--- Start of EXTRACT PROVIDED ---
I remember when I first started cooking, my curry sauce was always surrounded by little puddles of water, and no amount of simmering combined with vigorous stirring would thicken the sauce. It felt like it was taking a lifetime to reduce and in the meantime my vegetables would overcook, or my chicken would dry out. So there was no other alternative… I would have to pour out some of the water into the sink before I served it up for dinner and hope no one would notice. Oops!

I do however love cooking and I refused to be beaten by ‘the watery curry sauce’.  So after numerous lessons from my mum, ‘the experienced one’, and through experimentation of my own; I learnt that adding one key ingredient can be the difference between serving up a rich, luscious curry sauce or having a river running through your curry.

So here are four different methods you can use to help answer the question I am most frequently asked… ‘How can I thicken my curry sauce?’

thicker curry sauce image

1. Tomato puree/ paste

Ideal for tomato-based sauces so great for Indian and Italian cookery. Adding tomato puree is probably the most common method of thickening curry sauces. Simply add the tomato puree during the cooking process rather than adding it at the end. This will help to thicken your curry or pasta sauce from the beginning, speeding up the cooking time.
--- End of EXTRACT PROVIDED ---
--- Start of RECORD LIST ---
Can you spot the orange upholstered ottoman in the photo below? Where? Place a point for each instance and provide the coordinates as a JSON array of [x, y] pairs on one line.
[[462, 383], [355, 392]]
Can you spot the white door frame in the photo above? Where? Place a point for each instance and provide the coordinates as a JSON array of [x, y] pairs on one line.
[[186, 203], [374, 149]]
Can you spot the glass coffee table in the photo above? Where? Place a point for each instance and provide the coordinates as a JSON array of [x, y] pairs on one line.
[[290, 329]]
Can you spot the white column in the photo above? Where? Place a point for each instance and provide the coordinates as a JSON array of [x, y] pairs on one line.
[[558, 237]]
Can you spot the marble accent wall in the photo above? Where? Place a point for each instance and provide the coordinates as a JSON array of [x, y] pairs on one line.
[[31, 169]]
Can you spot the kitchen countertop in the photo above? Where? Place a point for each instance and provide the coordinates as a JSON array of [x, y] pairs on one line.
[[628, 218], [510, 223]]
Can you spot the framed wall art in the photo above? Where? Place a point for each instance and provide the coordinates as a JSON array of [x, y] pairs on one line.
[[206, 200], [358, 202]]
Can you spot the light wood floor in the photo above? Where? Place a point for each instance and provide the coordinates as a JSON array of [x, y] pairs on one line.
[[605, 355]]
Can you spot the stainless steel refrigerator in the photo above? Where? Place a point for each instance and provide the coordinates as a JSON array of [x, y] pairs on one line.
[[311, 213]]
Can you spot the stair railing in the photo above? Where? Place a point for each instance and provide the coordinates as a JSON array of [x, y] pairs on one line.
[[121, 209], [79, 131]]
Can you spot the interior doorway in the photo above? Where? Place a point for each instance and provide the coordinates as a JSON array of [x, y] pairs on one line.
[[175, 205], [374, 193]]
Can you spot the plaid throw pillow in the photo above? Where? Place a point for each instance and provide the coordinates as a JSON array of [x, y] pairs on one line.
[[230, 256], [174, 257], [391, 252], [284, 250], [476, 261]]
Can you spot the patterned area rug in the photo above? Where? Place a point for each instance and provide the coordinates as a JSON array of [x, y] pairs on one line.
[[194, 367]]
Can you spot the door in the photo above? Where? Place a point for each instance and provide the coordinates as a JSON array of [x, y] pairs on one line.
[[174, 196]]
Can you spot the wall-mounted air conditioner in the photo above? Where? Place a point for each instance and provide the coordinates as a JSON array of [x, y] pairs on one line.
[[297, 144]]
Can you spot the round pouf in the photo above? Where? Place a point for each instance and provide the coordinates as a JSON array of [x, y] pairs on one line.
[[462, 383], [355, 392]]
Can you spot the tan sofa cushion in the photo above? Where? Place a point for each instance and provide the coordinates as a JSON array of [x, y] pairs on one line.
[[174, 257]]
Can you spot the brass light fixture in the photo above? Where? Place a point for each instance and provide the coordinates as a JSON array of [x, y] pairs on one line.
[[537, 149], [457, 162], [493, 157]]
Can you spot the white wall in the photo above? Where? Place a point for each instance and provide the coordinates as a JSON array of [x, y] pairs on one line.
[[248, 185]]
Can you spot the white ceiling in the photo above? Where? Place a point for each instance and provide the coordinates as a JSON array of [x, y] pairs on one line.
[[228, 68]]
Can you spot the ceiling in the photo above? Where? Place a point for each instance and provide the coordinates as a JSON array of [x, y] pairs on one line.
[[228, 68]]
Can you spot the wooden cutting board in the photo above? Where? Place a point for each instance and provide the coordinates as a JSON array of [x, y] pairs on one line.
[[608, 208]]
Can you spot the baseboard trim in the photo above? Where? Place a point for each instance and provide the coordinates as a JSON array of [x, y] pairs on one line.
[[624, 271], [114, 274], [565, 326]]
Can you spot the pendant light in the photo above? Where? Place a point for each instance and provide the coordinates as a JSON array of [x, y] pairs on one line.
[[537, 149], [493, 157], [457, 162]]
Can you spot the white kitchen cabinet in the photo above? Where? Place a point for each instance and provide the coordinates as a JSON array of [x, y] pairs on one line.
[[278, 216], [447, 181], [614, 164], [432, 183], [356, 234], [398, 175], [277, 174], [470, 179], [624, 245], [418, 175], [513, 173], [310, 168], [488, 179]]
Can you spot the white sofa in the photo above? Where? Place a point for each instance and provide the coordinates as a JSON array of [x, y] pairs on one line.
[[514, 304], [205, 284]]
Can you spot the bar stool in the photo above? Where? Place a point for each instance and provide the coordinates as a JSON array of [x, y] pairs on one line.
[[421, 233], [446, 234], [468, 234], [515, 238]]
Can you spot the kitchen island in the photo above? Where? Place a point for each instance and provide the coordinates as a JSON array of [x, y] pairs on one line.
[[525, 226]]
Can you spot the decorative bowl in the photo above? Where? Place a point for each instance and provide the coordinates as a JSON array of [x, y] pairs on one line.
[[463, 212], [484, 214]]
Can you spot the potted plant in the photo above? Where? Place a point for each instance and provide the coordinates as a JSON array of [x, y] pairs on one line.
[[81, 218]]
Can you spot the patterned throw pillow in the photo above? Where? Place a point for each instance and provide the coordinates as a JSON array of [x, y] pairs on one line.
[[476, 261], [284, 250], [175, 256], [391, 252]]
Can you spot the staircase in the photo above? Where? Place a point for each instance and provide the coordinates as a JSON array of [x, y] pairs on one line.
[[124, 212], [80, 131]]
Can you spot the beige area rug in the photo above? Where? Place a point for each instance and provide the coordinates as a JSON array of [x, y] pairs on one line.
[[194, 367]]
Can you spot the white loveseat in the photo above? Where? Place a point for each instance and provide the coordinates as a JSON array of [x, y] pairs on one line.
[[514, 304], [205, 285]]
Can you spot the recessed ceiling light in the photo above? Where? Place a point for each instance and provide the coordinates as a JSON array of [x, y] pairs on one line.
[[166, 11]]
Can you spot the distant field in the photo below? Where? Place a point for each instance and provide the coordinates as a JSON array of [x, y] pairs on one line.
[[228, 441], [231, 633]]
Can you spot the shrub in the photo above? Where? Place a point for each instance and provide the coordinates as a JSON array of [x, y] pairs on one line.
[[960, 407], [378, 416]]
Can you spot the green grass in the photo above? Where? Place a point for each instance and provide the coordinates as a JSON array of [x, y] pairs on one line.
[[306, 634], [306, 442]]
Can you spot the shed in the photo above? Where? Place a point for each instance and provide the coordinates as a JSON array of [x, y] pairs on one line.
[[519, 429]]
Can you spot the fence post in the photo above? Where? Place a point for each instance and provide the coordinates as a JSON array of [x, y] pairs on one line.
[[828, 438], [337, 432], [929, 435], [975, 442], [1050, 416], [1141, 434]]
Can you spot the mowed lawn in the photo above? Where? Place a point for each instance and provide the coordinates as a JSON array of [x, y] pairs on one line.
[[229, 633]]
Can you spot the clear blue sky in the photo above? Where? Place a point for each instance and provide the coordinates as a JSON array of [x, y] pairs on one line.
--- End of RECORD LIST ---
## [EXERCISE AIM]
Reproduce everything in the curry-thickening text from "I remember when" down to "would notice. Oops!", word for word. None of the items matter here.

## [ANSWER TO THE TASK]
I remember when I first started cooking, my curry sauce was always surrounded by little puddles of water, and no amount of simmering combined with vigorous stirring would thicken the sauce. It felt like it was taking a lifetime to reduce and in the meantime my vegetables would overcook, or my chicken would dry out. So there was no other alternative… I would have to pour out some of the water into the sink before I served it up for dinner and hope no one would notice. Oops!